*Instructions for the task*
From the records below, pull out every line that contains the string "side". Treat uppercase and lowercase letters as distinct.

■ ■ ■ ■

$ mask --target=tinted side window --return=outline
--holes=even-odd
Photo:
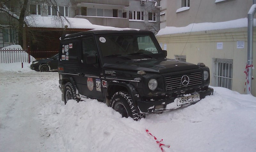
[[[77,42],[65,43],[62,45],[61,61],[78,61]]]
[[[83,56],[97,55],[97,47],[92,37],[83,39],[82,45]]]

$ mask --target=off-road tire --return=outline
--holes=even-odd
[[[49,72],[49,67],[47,64],[42,64],[39,68],[40,72]]]
[[[71,96],[70,97],[71,97],[71,99],[74,99],[77,100],[76,96],[76,94],[74,87],[73,85],[72,85],[72,84],[70,82],[68,82],[64,85],[64,90],[63,94],[64,97],[64,103],[65,104],[66,104],[67,102],[68,101],[66,99],[67,97],[67,95],[68,96],[69,96],[68,95],[67,95],[67,93],[70,93],[69,95]]]
[[[145,118],[144,114],[141,114],[136,111],[131,96],[126,92],[119,91],[114,94],[110,100],[111,107],[115,109],[115,106],[116,104],[124,106],[128,116],[132,118],[135,121],[137,121],[142,118]],[[123,117],[125,116],[123,115],[122,116]]]

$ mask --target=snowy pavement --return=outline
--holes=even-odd
[[[2,66],[0,151],[161,151],[146,129],[170,145],[166,152],[256,151],[252,96],[214,87],[194,105],[135,122],[96,100],[65,105],[57,72]]]

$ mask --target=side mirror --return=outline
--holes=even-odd
[[[163,53],[164,54],[165,56],[165,57],[167,56],[167,51],[166,50],[163,50]]]
[[[86,57],[86,63],[88,64],[95,64],[97,63],[96,56],[88,55]]]

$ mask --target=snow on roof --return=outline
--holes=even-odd
[[[64,28],[65,25],[68,28],[94,29],[94,25],[86,19],[66,18],[67,21],[63,17],[41,16],[30,15],[25,19],[29,27]]]
[[[68,28],[90,29],[96,30],[139,30],[129,28],[118,28],[92,24],[85,19],[72,18],[66,18],[66,19],[68,22],[63,17],[30,15],[27,16],[25,20],[29,27],[34,28],[64,28],[65,25],[67,25]]]
[[[254,19],[253,21],[254,26],[256,26],[256,20]],[[156,35],[156,36],[185,33],[190,32],[198,32],[244,28],[247,27],[247,26],[248,19],[247,18],[216,23],[205,22],[191,23],[188,26],[184,27],[177,27],[167,26],[164,28],[160,29]]]

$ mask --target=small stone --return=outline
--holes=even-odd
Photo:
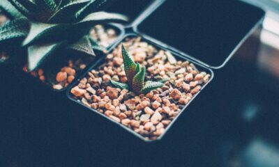
[[[110,80],[110,76],[109,74],[104,74],[103,76],[103,80],[105,82],[108,82]]]
[[[185,77],[185,79],[186,79],[187,81],[192,81],[193,79],[194,79],[194,77],[193,76],[193,74],[192,74],[192,73],[189,73],[189,74],[188,74]]]
[[[121,113],[118,116],[121,120],[127,118],[127,116],[123,113]]]
[[[170,123],[170,120],[162,120],[162,123],[165,125],[167,126]]]
[[[163,99],[163,103],[165,104],[165,106],[168,106],[170,105],[170,102],[168,99],[164,98]]]
[[[86,92],[84,89],[80,89],[77,86],[70,90],[70,93],[76,97],[83,95]]]
[[[66,72],[59,72],[56,74],[56,81],[61,82],[67,79],[67,73]]]
[[[107,111],[105,111],[105,115],[106,116],[112,116],[112,114],[113,114],[113,111],[112,111],[107,110]]]
[[[131,121],[129,119],[123,119],[121,120],[121,123],[125,126],[128,126],[130,124]]]
[[[53,88],[54,89],[61,90],[61,89],[63,88],[63,86],[62,86],[61,85],[60,85],[60,84],[56,84],[56,85],[54,85],[54,86],[52,86],[52,88]]]
[[[158,111],[156,111],[152,116],[151,121],[153,125],[157,125],[162,120],[162,115]]]
[[[85,88],[86,87],[87,79],[86,78],[83,78],[78,84],[78,87],[80,88]]]
[[[144,129],[149,131],[151,129],[151,127],[153,127],[153,123],[148,122],[146,124],[144,124]]]
[[[170,112],[170,109],[168,106],[163,106],[162,108],[163,111],[165,113],[169,113]]]
[[[91,108],[93,109],[98,109],[98,103],[92,103]]]
[[[105,105],[105,107],[107,110],[114,111],[115,106],[112,106],[110,103],[107,103]]]
[[[164,125],[162,122],[158,123],[156,126],[157,129],[163,128],[163,127],[164,127]]]
[[[121,111],[123,111],[123,112],[126,111],[127,111],[127,107],[126,107],[126,106],[125,104],[120,104],[120,110],[121,110]]]
[[[147,121],[147,120],[149,120],[150,116],[150,116],[149,114],[142,114],[142,115],[140,116],[140,120],[141,121]]]
[[[190,93],[192,95],[196,94],[197,92],[199,91],[199,90],[201,90],[201,88],[202,88],[201,86],[197,86],[193,89],[192,89]]]
[[[117,117],[116,117],[116,116],[110,116],[110,118],[112,118],[112,120],[116,121],[117,122],[121,122],[119,118],[117,118]]]
[[[67,81],[68,83],[72,83],[72,81],[75,79],[75,77],[73,75],[70,75]]]
[[[195,77],[195,81],[199,81],[199,80],[201,80],[202,79],[204,79],[204,75],[202,75],[202,74],[197,74]]]
[[[91,93],[92,93],[93,95],[95,95],[96,93],[96,90],[95,89],[93,89],[92,87],[88,87],[86,88],[86,90]]]
[[[130,122],[130,125],[134,127],[140,127],[140,122],[138,120],[132,120]]]
[[[119,106],[119,100],[118,100],[117,99],[113,100],[112,100],[112,105],[114,105],[114,106]]]
[[[152,103],[152,108],[153,109],[157,109],[158,108],[159,108],[161,106],[161,104],[159,103],[157,101],[155,101],[154,102]]]
[[[116,99],[118,97],[117,89],[112,88],[110,86],[107,87],[107,95],[110,99]]]
[[[144,112],[147,114],[152,115],[154,113],[154,111],[149,106],[146,106],[144,108]]]
[[[131,99],[125,102],[125,104],[130,110],[134,110],[135,109],[135,100]]]
[[[175,88],[170,93],[170,96],[174,100],[179,100],[181,97],[181,93],[178,89]]]
[[[65,67],[61,69],[62,72],[66,72],[68,75],[75,75],[75,70],[71,67]]]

■ ■ ■ ■

*Output for this task*
$ mask --target=tinted side window --return=outline
$ mask --target=side mirror --return=outline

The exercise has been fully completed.